Exercise: According to the text on the USGS mineral list, what is the GDP loss threshold for inclusion on the updated list?

Top of Provided text

Still, the updated list remains long, 54 entries, and potentially too inclusive. The $2 million GDP loss threshold sets a relatively low bar for inclusion. To put this into perspective, such an economic disruption represents only about seven millionths of one percent of the current U.S. GDP ($30.35 trillion), comparable to the economic cost of a medium-sized restaurant fire. These small risks, while potentially harmful to specific sectors or regions, do not meaningfully threaten the macroeconomy.

Tiered Risk, Uniform Benefits

Notably, the USGS modeling distinguishes minerals by the magnitude of their economic impact. Those with probability-adjusted GDP losses exceeding $1 billion include:

These minerals are essential to sectors ranging from defense and semiconductors to electric vehicles and medical imaging. At this scale, any disruption could significantly ripple through tech-driven supply chains and national defense procurement.

Bottom of Provided text
Top of Given information

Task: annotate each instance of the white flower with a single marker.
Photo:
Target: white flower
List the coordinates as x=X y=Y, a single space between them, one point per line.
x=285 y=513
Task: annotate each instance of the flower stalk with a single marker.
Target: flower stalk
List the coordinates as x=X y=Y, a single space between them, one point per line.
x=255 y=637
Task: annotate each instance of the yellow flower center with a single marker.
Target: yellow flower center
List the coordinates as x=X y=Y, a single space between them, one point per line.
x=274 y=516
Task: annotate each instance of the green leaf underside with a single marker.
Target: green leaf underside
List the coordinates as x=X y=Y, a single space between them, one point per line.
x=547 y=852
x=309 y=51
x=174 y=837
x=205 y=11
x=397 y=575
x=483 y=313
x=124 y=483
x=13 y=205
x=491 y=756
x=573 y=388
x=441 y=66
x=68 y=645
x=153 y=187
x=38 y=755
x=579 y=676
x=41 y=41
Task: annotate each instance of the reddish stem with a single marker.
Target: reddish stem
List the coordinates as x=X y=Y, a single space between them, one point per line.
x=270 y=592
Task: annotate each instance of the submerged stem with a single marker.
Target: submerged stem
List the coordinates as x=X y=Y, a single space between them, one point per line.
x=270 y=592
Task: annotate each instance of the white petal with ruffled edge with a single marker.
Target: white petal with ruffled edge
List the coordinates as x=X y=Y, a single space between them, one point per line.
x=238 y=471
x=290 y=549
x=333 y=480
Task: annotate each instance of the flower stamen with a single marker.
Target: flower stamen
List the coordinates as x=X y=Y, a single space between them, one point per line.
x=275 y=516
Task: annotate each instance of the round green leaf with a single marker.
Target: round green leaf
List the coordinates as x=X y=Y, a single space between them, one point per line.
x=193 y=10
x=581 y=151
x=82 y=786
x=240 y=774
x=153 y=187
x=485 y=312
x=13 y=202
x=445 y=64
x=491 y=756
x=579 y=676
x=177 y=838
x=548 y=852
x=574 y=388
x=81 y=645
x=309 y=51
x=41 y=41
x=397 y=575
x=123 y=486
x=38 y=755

Bottom of Given information

Answer for this exercise: $2 million